— start Records for this exercise —
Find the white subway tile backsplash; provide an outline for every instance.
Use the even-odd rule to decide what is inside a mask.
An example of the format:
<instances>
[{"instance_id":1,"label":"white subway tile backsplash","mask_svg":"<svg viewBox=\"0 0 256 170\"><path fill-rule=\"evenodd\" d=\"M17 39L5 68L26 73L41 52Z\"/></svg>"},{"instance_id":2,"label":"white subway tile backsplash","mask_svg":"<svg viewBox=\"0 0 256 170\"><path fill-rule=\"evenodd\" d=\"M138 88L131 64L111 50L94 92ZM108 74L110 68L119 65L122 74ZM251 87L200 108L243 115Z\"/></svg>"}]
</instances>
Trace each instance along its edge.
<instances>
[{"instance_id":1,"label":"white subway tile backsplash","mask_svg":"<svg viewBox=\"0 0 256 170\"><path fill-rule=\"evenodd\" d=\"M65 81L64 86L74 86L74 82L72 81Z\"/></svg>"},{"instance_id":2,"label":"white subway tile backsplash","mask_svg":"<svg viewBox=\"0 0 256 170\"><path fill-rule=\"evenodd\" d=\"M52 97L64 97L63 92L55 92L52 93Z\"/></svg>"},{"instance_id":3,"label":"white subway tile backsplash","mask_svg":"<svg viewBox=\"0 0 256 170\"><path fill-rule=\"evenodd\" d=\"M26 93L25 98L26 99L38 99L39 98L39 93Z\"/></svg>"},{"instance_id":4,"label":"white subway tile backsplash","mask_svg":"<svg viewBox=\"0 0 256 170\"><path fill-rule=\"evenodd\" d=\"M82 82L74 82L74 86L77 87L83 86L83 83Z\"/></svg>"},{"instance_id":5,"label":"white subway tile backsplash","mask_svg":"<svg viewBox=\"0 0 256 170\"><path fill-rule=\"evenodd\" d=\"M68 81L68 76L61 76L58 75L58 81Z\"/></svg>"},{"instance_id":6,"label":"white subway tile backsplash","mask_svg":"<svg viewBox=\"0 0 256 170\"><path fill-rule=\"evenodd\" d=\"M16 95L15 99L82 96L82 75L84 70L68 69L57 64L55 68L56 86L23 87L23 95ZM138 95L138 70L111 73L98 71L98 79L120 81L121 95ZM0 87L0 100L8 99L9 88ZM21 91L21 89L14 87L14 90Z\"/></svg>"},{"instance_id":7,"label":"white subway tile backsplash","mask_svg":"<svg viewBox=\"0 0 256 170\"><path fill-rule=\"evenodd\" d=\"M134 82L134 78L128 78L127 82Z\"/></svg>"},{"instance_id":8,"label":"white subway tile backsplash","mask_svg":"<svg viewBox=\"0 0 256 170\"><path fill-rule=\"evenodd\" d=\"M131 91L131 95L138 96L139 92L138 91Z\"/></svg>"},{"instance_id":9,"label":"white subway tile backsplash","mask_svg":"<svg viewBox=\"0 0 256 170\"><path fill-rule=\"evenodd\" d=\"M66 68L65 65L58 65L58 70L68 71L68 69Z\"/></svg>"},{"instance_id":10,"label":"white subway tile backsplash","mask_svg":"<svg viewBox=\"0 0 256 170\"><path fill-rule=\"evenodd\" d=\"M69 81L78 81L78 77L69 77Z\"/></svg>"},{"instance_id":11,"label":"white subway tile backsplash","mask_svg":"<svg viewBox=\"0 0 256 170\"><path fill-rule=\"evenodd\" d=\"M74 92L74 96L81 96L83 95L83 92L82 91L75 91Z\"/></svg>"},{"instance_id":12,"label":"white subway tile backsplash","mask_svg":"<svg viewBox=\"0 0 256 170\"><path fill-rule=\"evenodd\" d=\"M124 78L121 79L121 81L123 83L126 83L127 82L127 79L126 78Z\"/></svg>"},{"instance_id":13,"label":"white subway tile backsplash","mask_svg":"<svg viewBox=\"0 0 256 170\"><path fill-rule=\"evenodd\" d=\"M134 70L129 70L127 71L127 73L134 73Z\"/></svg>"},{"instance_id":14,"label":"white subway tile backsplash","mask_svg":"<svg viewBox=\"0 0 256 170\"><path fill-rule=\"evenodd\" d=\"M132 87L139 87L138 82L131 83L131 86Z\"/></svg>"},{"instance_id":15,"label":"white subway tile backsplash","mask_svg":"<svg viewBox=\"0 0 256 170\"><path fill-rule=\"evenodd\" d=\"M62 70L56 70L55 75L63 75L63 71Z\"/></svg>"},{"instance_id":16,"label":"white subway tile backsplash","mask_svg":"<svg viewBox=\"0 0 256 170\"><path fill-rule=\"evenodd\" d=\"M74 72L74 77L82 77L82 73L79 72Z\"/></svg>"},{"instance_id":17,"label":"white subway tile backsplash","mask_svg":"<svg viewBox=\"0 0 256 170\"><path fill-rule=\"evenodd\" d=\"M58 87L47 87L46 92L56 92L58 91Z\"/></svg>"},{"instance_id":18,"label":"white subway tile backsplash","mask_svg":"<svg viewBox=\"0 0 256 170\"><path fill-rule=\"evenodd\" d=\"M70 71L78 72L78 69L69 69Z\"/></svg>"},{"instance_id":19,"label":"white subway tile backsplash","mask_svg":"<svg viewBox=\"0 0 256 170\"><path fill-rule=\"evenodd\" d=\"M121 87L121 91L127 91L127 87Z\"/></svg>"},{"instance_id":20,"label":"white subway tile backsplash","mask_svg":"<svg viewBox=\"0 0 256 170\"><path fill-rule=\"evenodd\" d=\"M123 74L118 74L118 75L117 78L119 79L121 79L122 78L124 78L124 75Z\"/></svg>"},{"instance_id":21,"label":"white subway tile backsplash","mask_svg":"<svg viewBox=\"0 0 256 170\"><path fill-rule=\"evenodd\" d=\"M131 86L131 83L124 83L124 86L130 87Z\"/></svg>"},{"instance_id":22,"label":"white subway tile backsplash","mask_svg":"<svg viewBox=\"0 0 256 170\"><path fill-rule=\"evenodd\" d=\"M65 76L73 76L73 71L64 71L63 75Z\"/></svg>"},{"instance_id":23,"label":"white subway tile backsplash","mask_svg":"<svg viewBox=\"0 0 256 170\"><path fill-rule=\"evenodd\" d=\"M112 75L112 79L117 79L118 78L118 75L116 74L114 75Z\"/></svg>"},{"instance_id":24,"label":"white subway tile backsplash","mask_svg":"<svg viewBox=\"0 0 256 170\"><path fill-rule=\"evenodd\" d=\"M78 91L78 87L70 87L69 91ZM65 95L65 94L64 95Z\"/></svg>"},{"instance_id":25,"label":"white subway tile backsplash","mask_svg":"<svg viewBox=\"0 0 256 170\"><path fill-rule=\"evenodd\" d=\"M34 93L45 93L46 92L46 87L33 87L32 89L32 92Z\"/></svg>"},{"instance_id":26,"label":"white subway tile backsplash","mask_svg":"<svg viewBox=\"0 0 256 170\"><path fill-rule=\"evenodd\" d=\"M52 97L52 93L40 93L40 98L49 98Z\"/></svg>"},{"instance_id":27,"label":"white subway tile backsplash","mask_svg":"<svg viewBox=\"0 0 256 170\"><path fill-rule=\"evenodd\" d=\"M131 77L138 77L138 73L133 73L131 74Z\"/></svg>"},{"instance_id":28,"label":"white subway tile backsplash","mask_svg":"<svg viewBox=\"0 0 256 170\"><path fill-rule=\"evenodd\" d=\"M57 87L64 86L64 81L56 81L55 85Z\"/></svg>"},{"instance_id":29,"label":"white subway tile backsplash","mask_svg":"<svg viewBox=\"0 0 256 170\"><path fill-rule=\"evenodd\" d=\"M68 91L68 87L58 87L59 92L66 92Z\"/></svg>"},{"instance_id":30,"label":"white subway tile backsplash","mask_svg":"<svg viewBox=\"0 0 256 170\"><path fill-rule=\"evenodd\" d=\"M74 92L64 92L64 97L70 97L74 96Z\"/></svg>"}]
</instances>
— end Records for this exercise —
→ Goal: Can you swap "outline" for "contour" everywhere in the data above and leave everything else unchanged?

→ Result of the task:
Find the white subway tile backsplash; provide an contour for every instance.
Use the even-odd rule to decide what is inside a mask.
An example of the format:
<instances>
[{"instance_id":1,"label":"white subway tile backsplash","mask_svg":"<svg viewBox=\"0 0 256 170\"><path fill-rule=\"evenodd\" d=\"M17 39L5 68L26 73L41 52Z\"/></svg>"},{"instance_id":2,"label":"white subway tile backsplash","mask_svg":"<svg viewBox=\"0 0 256 170\"><path fill-rule=\"evenodd\" d=\"M138 88L131 64L111 50L94 92ZM108 74L110 68L119 65L122 74ZM251 87L200 108L243 115Z\"/></svg>"}]
</instances>
Trace each instance along its edge.
<instances>
[{"instance_id":1,"label":"white subway tile backsplash","mask_svg":"<svg viewBox=\"0 0 256 170\"><path fill-rule=\"evenodd\" d=\"M65 81L64 86L74 86L74 82L72 81Z\"/></svg>"},{"instance_id":2,"label":"white subway tile backsplash","mask_svg":"<svg viewBox=\"0 0 256 170\"><path fill-rule=\"evenodd\" d=\"M52 97L64 97L63 92L55 92L52 93Z\"/></svg>"},{"instance_id":3,"label":"white subway tile backsplash","mask_svg":"<svg viewBox=\"0 0 256 170\"><path fill-rule=\"evenodd\" d=\"M26 93L25 98L26 99L38 99L39 98L39 93Z\"/></svg>"},{"instance_id":4,"label":"white subway tile backsplash","mask_svg":"<svg viewBox=\"0 0 256 170\"><path fill-rule=\"evenodd\" d=\"M82 82L74 82L74 86L77 87L83 86L83 83Z\"/></svg>"},{"instance_id":5,"label":"white subway tile backsplash","mask_svg":"<svg viewBox=\"0 0 256 170\"><path fill-rule=\"evenodd\" d=\"M68 81L68 76L61 76L58 75L58 81Z\"/></svg>"},{"instance_id":6,"label":"white subway tile backsplash","mask_svg":"<svg viewBox=\"0 0 256 170\"><path fill-rule=\"evenodd\" d=\"M16 95L15 99L82 96L82 75L84 70L68 69L57 64L55 68L56 86L23 87L23 95ZM138 95L138 70L111 73L98 71L98 79L120 81L121 95ZM0 87L0 100L8 99L9 88ZM21 91L21 89L14 87L14 90Z\"/></svg>"},{"instance_id":7,"label":"white subway tile backsplash","mask_svg":"<svg viewBox=\"0 0 256 170\"><path fill-rule=\"evenodd\" d=\"M134 82L134 78L128 78L127 82Z\"/></svg>"},{"instance_id":8,"label":"white subway tile backsplash","mask_svg":"<svg viewBox=\"0 0 256 170\"><path fill-rule=\"evenodd\" d=\"M131 91L131 95L138 96L139 92L138 91Z\"/></svg>"},{"instance_id":9,"label":"white subway tile backsplash","mask_svg":"<svg viewBox=\"0 0 256 170\"><path fill-rule=\"evenodd\" d=\"M66 68L65 65L58 65L58 70L68 71L68 69Z\"/></svg>"},{"instance_id":10,"label":"white subway tile backsplash","mask_svg":"<svg viewBox=\"0 0 256 170\"><path fill-rule=\"evenodd\" d=\"M69 81L78 81L78 77L69 77Z\"/></svg>"},{"instance_id":11,"label":"white subway tile backsplash","mask_svg":"<svg viewBox=\"0 0 256 170\"><path fill-rule=\"evenodd\" d=\"M74 92L74 96L81 96L83 95L83 92L82 91L75 91Z\"/></svg>"},{"instance_id":12,"label":"white subway tile backsplash","mask_svg":"<svg viewBox=\"0 0 256 170\"><path fill-rule=\"evenodd\" d=\"M124 78L121 79L121 81L123 83L126 83L127 82L127 79L126 78Z\"/></svg>"},{"instance_id":13,"label":"white subway tile backsplash","mask_svg":"<svg viewBox=\"0 0 256 170\"><path fill-rule=\"evenodd\" d=\"M134 70L129 70L127 71L127 73L134 73Z\"/></svg>"},{"instance_id":14,"label":"white subway tile backsplash","mask_svg":"<svg viewBox=\"0 0 256 170\"><path fill-rule=\"evenodd\" d=\"M132 87L139 87L138 82L131 83L131 86Z\"/></svg>"},{"instance_id":15,"label":"white subway tile backsplash","mask_svg":"<svg viewBox=\"0 0 256 170\"><path fill-rule=\"evenodd\" d=\"M62 70L56 70L55 75L63 75L63 71Z\"/></svg>"},{"instance_id":16,"label":"white subway tile backsplash","mask_svg":"<svg viewBox=\"0 0 256 170\"><path fill-rule=\"evenodd\" d=\"M74 72L74 77L82 77L82 73L79 72Z\"/></svg>"},{"instance_id":17,"label":"white subway tile backsplash","mask_svg":"<svg viewBox=\"0 0 256 170\"><path fill-rule=\"evenodd\" d=\"M58 87L47 87L46 92L56 92L58 91Z\"/></svg>"},{"instance_id":18,"label":"white subway tile backsplash","mask_svg":"<svg viewBox=\"0 0 256 170\"><path fill-rule=\"evenodd\" d=\"M70 71L78 72L78 69L69 69Z\"/></svg>"},{"instance_id":19,"label":"white subway tile backsplash","mask_svg":"<svg viewBox=\"0 0 256 170\"><path fill-rule=\"evenodd\" d=\"M121 87L121 91L127 91L127 87Z\"/></svg>"},{"instance_id":20,"label":"white subway tile backsplash","mask_svg":"<svg viewBox=\"0 0 256 170\"><path fill-rule=\"evenodd\" d=\"M123 74L118 74L118 75L117 78L119 79L121 79L122 78L124 78L124 75Z\"/></svg>"},{"instance_id":21,"label":"white subway tile backsplash","mask_svg":"<svg viewBox=\"0 0 256 170\"><path fill-rule=\"evenodd\" d=\"M131 86L131 83L124 83L124 86L130 87Z\"/></svg>"},{"instance_id":22,"label":"white subway tile backsplash","mask_svg":"<svg viewBox=\"0 0 256 170\"><path fill-rule=\"evenodd\" d=\"M65 76L73 76L73 71L64 71L63 75Z\"/></svg>"},{"instance_id":23,"label":"white subway tile backsplash","mask_svg":"<svg viewBox=\"0 0 256 170\"><path fill-rule=\"evenodd\" d=\"M112 75L112 79L117 79L118 78L118 75L116 74L114 75Z\"/></svg>"},{"instance_id":24,"label":"white subway tile backsplash","mask_svg":"<svg viewBox=\"0 0 256 170\"><path fill-rule=\"evenodd\" d=\"M78 91L78 87L70 87L69 91ZM65 95L65 94L64 95Z\"/></svg>"},{"instance_id":25,"label":"white subway tile backsplash","mask_svg":"<svg viewBox=\"0 0 256 170\"><path fill-rule=\"evenodd\" d=\"M34 93L45 93L46 92L46 87L33 87L32 89L32 92Z\"/></svg>"},{"instance_id":26,"label":"white subway tile backsplash","mask_svg":"<svg viewBox=\"0 0 256 170\"><path fill-rule=\"evenodd\" d=\"M52 97L52 93L40 93L40 98L49 98Z\"/></svg>"},{"instance_id":27,"label":"white subway tile backsplash","mask_svg":"<svg viewBox=\"0 0 256 170\"><path fill-rule=\"evenodd\" d=\"M131 77L138 77L138 73L133 73L131 74Z\"/></svg>"},{"instance_id":28,"label":"white subway tile backsplash","mask_svg":"<svg viewBox=\"0 0 256 170\"><path fill-rule=\"evenodd\" d=\"M57 87L64 86L64 81L56 81L55 85Z\"/></svg>"},{"instance_id":29,"label":"white subway tile backsplash","mask_svg":"<svg viewBox=\"0 0 256 170\"><path fill-rule=\"evenodd\" d=\"M68 91L68 87L58 87L59 92L66 92Z\"/></svg>"},{"instance_id":30,"label":"white subway tile backsplash","mask_svg":"<svg viewBox=\"0 0 256 170\"><path fill-rule=\"evenodd\" d=\"M74 92L64 92L64 97L70 97L74 96Z\"/></svg>"}]
</instances>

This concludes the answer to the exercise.